Goal: Copy out exactly the lines from the one containing "TARGET: tree cluster" to the end of the records below, both included, and nothing else.

** START Working data **

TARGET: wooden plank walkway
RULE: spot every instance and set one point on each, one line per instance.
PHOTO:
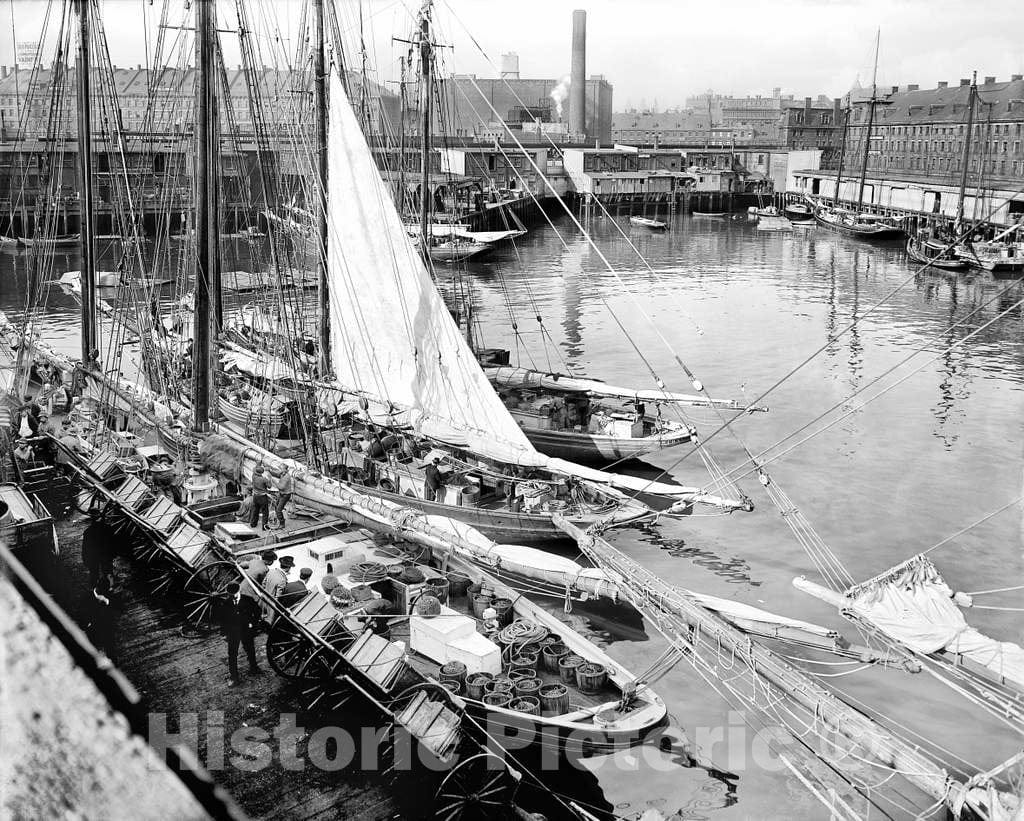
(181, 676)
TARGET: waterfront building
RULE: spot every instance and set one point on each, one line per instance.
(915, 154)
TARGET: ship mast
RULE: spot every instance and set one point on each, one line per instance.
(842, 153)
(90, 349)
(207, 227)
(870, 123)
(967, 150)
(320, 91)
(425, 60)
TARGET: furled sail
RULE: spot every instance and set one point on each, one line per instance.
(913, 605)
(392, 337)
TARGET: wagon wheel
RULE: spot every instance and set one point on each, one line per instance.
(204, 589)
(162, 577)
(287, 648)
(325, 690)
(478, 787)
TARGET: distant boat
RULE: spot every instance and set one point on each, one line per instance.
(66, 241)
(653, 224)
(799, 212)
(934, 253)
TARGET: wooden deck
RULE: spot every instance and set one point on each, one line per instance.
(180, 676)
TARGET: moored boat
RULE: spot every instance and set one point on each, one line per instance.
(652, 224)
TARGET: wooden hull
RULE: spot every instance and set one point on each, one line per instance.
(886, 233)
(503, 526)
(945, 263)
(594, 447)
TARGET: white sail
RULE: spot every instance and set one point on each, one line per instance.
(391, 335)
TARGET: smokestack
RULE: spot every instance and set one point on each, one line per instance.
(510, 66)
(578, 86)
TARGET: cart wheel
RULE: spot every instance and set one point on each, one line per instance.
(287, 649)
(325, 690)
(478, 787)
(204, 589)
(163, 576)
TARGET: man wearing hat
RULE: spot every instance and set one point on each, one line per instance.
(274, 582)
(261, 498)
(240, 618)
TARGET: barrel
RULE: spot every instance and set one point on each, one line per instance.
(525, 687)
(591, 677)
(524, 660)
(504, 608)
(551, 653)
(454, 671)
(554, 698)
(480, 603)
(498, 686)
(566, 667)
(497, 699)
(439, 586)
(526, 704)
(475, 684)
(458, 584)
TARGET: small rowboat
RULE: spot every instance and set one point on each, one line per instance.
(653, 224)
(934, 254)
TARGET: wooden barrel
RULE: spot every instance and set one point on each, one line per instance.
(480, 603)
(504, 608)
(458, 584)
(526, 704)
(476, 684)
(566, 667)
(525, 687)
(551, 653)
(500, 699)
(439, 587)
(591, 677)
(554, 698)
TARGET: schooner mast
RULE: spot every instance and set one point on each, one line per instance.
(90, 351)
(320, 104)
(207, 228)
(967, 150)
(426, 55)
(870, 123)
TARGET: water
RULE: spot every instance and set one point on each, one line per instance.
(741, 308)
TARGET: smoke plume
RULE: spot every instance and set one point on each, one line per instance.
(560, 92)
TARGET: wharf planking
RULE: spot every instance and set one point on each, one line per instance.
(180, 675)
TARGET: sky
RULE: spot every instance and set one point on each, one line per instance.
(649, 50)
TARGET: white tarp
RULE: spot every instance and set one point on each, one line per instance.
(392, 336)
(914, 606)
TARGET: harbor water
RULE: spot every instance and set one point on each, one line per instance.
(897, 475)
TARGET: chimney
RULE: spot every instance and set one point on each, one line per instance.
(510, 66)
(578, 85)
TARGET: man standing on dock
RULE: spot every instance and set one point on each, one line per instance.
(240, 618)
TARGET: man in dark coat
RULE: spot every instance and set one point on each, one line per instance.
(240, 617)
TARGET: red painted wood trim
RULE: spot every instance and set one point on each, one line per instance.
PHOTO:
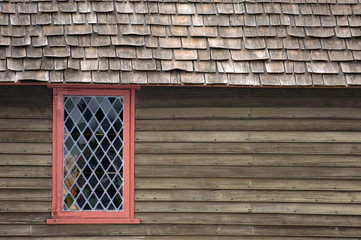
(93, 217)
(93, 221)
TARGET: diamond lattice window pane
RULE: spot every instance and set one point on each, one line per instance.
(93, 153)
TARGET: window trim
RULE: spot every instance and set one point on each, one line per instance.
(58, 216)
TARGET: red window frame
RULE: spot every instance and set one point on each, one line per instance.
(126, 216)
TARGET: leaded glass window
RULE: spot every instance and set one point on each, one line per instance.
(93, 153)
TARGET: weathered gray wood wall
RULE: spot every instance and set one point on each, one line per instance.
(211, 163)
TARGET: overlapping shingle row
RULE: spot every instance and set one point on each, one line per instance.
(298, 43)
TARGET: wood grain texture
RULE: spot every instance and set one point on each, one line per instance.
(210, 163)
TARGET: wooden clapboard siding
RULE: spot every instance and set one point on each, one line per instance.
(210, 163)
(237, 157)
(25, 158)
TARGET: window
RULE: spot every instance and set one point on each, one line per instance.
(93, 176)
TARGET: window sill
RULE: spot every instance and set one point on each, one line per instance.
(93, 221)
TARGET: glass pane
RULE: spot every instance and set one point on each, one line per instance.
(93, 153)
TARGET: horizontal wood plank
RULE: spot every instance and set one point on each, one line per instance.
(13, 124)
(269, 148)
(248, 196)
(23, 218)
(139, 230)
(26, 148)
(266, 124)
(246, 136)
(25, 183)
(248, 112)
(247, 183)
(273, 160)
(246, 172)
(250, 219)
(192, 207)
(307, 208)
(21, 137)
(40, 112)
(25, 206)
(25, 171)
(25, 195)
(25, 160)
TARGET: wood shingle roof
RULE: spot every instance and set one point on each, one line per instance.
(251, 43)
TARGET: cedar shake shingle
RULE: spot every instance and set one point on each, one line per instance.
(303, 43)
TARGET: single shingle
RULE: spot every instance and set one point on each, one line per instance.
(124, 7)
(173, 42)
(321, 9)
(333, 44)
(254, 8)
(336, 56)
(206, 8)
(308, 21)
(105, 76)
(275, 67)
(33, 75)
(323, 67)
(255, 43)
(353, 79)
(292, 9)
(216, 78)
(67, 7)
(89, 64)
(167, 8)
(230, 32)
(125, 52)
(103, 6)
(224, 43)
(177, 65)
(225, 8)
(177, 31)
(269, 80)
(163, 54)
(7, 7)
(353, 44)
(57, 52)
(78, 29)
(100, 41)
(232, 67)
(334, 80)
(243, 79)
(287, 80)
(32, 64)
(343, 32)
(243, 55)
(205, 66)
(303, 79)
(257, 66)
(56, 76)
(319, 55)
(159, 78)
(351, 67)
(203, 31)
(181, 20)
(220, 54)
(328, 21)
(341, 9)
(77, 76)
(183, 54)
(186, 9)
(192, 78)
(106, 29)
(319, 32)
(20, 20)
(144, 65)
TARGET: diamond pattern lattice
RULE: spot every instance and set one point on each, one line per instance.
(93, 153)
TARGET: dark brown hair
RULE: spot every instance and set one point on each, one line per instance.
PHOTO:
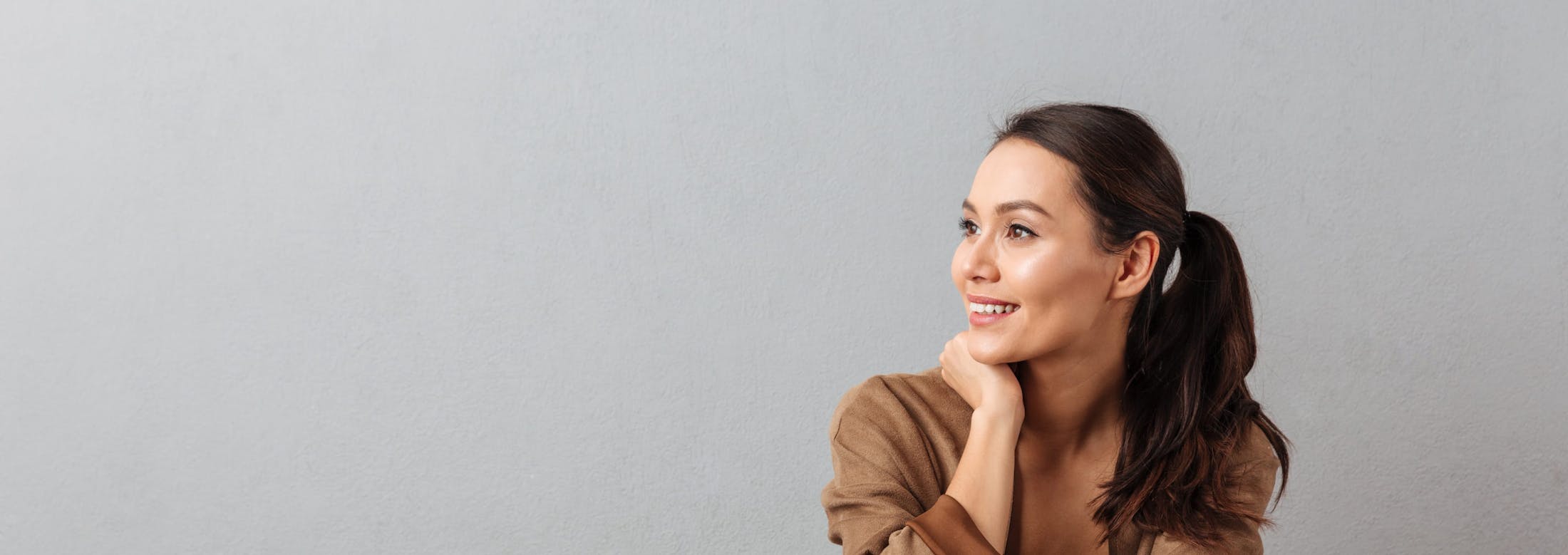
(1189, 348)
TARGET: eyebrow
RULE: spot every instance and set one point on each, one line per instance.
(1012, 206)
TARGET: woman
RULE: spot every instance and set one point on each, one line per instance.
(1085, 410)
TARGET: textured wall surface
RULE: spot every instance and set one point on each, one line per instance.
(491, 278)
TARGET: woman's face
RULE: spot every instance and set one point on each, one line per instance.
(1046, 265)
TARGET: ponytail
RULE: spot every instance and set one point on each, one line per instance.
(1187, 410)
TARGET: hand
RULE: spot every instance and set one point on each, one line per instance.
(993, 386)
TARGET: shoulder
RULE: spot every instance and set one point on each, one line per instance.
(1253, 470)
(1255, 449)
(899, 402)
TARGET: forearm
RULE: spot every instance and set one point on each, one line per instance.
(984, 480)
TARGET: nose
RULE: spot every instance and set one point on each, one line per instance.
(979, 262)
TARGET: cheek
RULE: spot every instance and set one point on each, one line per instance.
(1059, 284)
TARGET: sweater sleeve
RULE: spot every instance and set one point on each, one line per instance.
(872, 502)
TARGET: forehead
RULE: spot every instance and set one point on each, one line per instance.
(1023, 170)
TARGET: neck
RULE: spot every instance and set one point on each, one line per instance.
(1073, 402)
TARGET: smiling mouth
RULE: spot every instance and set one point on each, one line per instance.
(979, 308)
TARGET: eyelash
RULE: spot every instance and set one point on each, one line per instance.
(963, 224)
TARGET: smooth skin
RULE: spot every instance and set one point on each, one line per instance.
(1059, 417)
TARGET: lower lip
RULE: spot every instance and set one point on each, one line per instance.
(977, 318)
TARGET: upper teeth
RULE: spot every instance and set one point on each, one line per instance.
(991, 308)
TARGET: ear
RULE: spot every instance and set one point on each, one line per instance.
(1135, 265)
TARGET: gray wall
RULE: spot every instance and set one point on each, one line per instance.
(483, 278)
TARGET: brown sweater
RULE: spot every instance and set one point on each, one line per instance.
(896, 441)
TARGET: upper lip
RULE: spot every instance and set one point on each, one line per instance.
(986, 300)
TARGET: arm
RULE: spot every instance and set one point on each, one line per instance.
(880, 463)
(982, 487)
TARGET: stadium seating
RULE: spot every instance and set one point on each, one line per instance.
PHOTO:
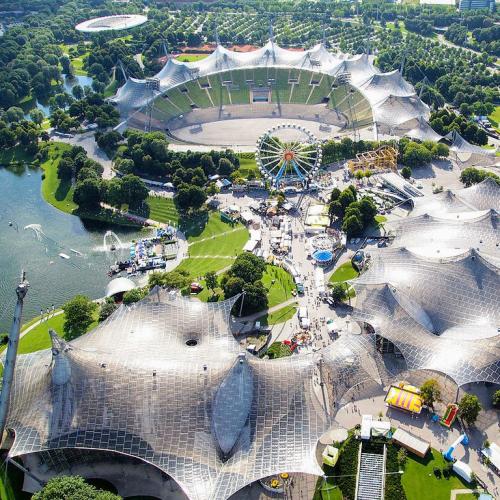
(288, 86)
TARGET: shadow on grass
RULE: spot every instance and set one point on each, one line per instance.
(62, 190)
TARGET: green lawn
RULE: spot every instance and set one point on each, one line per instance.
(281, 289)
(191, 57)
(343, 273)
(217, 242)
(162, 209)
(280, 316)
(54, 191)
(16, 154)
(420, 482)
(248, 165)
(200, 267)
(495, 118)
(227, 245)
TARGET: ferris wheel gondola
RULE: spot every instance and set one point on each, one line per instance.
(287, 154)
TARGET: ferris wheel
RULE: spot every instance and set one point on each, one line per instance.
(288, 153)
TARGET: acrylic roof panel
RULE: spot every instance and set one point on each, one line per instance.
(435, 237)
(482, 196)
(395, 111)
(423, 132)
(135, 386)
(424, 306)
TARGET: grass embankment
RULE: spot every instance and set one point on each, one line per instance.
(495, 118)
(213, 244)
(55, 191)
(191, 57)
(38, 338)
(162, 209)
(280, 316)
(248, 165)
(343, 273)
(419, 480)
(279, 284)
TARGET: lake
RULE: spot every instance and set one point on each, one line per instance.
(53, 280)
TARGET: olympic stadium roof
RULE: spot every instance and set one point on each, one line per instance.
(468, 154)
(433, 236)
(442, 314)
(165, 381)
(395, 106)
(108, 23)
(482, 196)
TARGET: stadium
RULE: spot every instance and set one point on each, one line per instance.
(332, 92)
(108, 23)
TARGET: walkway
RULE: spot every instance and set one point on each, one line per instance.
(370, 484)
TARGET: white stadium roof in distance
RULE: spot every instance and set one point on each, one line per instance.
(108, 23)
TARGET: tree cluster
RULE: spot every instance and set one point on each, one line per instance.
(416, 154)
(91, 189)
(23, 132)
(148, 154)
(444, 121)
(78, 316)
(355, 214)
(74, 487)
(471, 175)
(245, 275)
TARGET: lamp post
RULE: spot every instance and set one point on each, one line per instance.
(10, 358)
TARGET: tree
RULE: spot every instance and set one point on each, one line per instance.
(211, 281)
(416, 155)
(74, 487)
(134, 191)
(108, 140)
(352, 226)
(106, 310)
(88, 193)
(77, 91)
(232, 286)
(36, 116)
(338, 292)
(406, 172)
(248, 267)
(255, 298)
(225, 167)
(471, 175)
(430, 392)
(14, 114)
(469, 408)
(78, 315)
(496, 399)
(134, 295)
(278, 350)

** END Working data **

The answer:
TARGET: tree cluster
RULE: spot every instance and set one point on each, one line per instance.
(416, 154)
(91, 189)
(23, 132)
(148, 154)
(444, 121)
(78, 316)
(355, 214)
(74, 487)
(471, 175)
(245, 275)
TARGET: lamp post
RULE: spot every instance and set one point on each, one line per instance.
(10, 358)
TARGET: tree
RULE: spot every instance and set one point on each, one line per instance.
(211, 281)
(416, 155)
(74, 487)
(134, 191)
(108, 140)
(352, 226)
(106, 310)
(88, 193)
(77, 91)
(232, 286)
(36, 116)
(338, 292)
(406, 172)
(248, 267)
(255, 298)
(225, 167)
(471, 175)
(430, 392)
(14, 114)
(469, 408)
(78, 315)
(496, 399)
(134, 295)
(278, 350)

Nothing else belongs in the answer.